Written task: Reproduce every one of the records below verbatim, omitting the pictures from your output.

Data provided:
________________________________________
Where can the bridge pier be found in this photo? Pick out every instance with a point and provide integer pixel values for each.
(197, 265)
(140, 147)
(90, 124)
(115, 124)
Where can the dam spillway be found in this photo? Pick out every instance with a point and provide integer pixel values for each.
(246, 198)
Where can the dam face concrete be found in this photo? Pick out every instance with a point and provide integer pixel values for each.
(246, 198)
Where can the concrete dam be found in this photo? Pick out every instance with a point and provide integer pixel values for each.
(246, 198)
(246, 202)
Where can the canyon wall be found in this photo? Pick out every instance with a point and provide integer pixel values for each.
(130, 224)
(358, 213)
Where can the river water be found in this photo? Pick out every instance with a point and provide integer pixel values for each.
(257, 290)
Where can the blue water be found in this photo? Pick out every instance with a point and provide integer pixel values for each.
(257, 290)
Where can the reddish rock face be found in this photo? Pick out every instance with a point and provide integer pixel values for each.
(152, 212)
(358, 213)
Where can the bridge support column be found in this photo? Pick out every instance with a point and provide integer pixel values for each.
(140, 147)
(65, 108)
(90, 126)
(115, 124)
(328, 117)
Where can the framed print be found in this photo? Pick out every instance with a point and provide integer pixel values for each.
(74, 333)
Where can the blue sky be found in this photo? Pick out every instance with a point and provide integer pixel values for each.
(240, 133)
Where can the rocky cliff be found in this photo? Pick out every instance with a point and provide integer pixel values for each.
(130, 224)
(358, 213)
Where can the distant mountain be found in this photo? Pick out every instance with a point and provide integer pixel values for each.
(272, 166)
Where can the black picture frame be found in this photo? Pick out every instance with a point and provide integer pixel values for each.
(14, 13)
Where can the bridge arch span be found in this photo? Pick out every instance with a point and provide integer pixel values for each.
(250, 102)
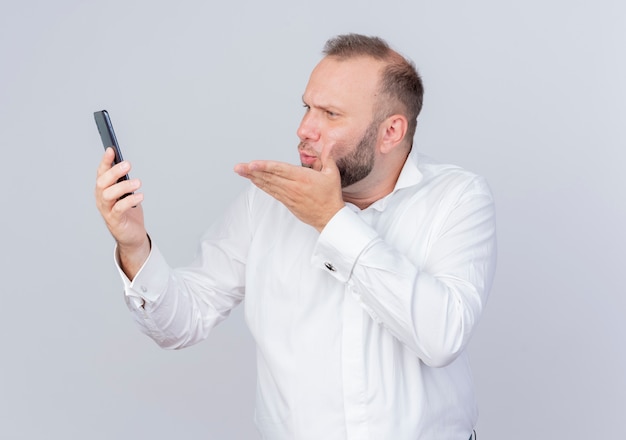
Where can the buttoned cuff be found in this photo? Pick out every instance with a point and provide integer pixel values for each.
(150, 281)
(341, 242)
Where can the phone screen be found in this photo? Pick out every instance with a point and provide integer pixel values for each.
(107, 134)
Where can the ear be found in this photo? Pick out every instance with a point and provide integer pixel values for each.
(395, 127)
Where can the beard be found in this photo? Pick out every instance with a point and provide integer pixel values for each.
(358, 164)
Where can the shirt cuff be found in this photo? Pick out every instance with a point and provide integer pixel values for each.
(150, 281)
(341, 242)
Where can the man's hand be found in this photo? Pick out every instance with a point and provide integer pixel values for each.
(312, 196)
(123, 217)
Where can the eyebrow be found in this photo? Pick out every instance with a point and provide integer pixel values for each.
(326, 107)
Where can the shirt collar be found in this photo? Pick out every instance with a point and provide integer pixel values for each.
________________________________________
Answer in full:
Where can the bridge pier be found in this photo? Pick out every instance with a point and provide integer pixel values for each.
(197, 265)
(140, 147)
(90, 124)
(115, 124)
Where can the dam spillway be found in this photo? Pick out every instance with a point and provide integer pixel values for each.
(246, 198)
Where can the dam face concrete be found in this photo? Pick out every instance with a point and provide integer pixel values for each.
(246, 198)
Where can the concrete dam be found in this photo? Pick out every instance with a point and provide integer pixel values for each.
(246, 198)
(246, 202)
Where can the canyon wall be found in this photo? Pick out every instance with a point and provide integer pixel values for each.
(130, 224)
(358, 213)
Where can the river water be found in this photo? Pick out every instance with a point and provide integer pixel values for each.
(257, 290)
Where can the blue water be found in this photo? Pick out every instance with a point and provide integer pixel values for each.
(257, 290)
Where can the reddish rock face be found in this photo? Pick out every instance with a point and provide integer pixel values for each.
(152, 212)
(358, 213)
Where can the bridge support column be found in this photo? Pick out every instance with a point and provide integer pixel values for each.
(140, 147)
(65, 108)
(90, 126)
(115, 124)
(328, 117)
Where can the framed print be found in this photo? Pick out every instance with a point and provide integer pixel values for each.
(74, 333)
Where can the blue sky be found in this photo? Pick out every instance with a point and provide integer pixel values for each.
(240, 133)
Where can the rocky cliff be found in this photo? Pick out every instance with a point and provide integer pixel values for each.
(130, 224)
(358, 213)
Where can the distant mountain be found in this photo? Pick out every instance with a point and provide integer pixel values for each.
(272, 166)
Where can the black picture frame be found in this photo? Pick out every instance with a point and provide integer pixel values for each.
(14, 13)
Where can the bridge arch span be found in this photo? Pick out every instance with a point and provide integer pixel values for each.
(250, 102)
Where can the buttoned cuff be found in this photo? Pick out every instance with a point and provide integer pixel values for each.
(150, 281)
(341, 242)
Where can the phone screen be found in this photo? Pick out every instance with a point and provide integer pixel values for each.
(107, 134)
Where can the ear be found in this photo? Pick out every instance with a point and provide integer pixel values for each.
(395, 127)
Where can the beard be found in this photo? Pick out every instance with a point and provide integer pixel values for each.
(358, 164)
Where can the shirt cuff be found in this photo? Pick out every instance with a point and provide integer pixel values for each.
(150, 281)
(341, 242)
Where can the man's hand be found in this photo? Pick out every instance with a point and provide integer pixel values for each.
(312, 196)
(123, 217)
Where can the eyebrow be found in this photo? Pick out every instance with a point and provide integer pixel values for each.
(326, 107)
Where can the shirt collar be found in this photo? Pick out every instance with a point and provide integer pixel values for each.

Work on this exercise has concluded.